[Start STORED ROWS]

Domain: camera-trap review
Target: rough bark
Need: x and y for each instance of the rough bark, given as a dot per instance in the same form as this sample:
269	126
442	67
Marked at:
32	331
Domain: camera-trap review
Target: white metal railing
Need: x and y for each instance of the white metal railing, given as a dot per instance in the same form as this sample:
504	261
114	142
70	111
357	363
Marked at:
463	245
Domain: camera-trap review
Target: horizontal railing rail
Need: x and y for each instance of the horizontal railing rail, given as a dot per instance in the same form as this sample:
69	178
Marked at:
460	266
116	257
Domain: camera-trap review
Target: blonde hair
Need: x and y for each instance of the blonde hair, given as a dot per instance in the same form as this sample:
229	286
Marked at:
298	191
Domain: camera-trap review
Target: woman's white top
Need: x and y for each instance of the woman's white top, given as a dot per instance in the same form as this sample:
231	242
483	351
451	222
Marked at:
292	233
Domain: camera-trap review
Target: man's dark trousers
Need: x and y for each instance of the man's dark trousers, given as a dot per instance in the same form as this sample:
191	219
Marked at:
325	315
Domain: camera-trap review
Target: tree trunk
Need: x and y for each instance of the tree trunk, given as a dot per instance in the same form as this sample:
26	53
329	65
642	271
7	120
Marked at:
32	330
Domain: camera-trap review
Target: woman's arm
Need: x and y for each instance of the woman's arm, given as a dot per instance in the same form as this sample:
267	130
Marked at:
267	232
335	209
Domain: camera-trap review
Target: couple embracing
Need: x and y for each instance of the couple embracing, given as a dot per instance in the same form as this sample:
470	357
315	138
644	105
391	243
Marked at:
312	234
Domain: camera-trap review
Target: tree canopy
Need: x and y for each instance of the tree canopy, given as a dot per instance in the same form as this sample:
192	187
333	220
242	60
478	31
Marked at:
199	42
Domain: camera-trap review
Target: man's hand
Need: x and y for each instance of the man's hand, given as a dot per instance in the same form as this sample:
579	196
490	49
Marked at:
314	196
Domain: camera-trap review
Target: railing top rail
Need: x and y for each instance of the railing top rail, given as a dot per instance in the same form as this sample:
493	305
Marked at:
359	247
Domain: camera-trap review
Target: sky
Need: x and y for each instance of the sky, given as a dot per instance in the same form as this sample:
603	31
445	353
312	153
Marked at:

[End STORED ROWS]

THE TASK — Repeat the records above in full, character for character.

WRITTEN RESPONSE —
Domain: camera-trap review
Target: rough bark
Need: x and y for each instance of the rough bark, given as a dot per instance in the same form as this sample:
269	126
442	67
Marked at:
32	331
Domain: camera-trap review
Target: white metal railing
Need: x and y for each instance of the white metal railing, given as a dot per instance in the same form as this sample:
504	261
114	142
70	111
357	363
Marked at:
463	245
Domain: camera-trap review
Target: horizontal railing rail
Need: x and y for each instance of the horizontal railing rail, given as a dot per instance in the same form as this sample:
69	178
Marked at:
460	266
116	257
Domain: camera-trap review
Target: blonde hair
Need: x and y for each instance of the blonde hair, given as a dot per instance in the same form as this sample:
229	286
Marked at:
298	191
Domain: camera-trap review
Target: woman's white top
Need: x and y for each instance of the woman's white top, given as a dot per instance in the same form as this sample:
231	242
483	351
451	222
Marked at:
292	233
Domain: camera-trap review
Target: man's dark trousers
Need: x and y for each instance of the man's dark trousers, given as a dot per instance in the same form as this sample:
191	219
Marked at:
325	315
Domain: camera-trap review
Target: tree trunk
Need: x and y for each instance of the tree trunk, given as a dot per instance in the same form as this sample:
26	53
329	65
642	271
7	120
Marked at:
32	330
Domain: camera-trap review
Target: woman's arm
Need: x and y for each instance of the woman's arm, given as a dot per instance in the same form as this sample:
267	130
Marked at:
267	232
335	209
Domain: camera-trap review
Target: couple embracing
Need: x and y for each instance of the couple embracing, given as a dot per instance in the same form as this sample:
470	357
315	138
644	105
391	243
Marked at:
312	234
Domain: camera-trap review
Target: tree canopy
Need: x and y for each instance of the tree canopy, given as a dot per instance in the same form as this sample:
192	187
333	220
242	60
478	31
Marked at:
199	42
Domain: camera-trap review
Target: man's hand
Need: x and y for each instance of the man's hand, given as a dot per instance in the same form as this sample:
579	196
490	49
Marked at:
314	196
Domain: camera-trap review
Target: railing top rail
Need: x and y for each instance of the railing top rail, given as a dot per instance in the same form as this sample:
493	305
Marked at:
359	247
Domain: camera-trap review
Target: sky
Need: x and y for each instance of the sky, given as a dot per instance in the same form as this sample:
603	31
445	353
312	153
Marked at:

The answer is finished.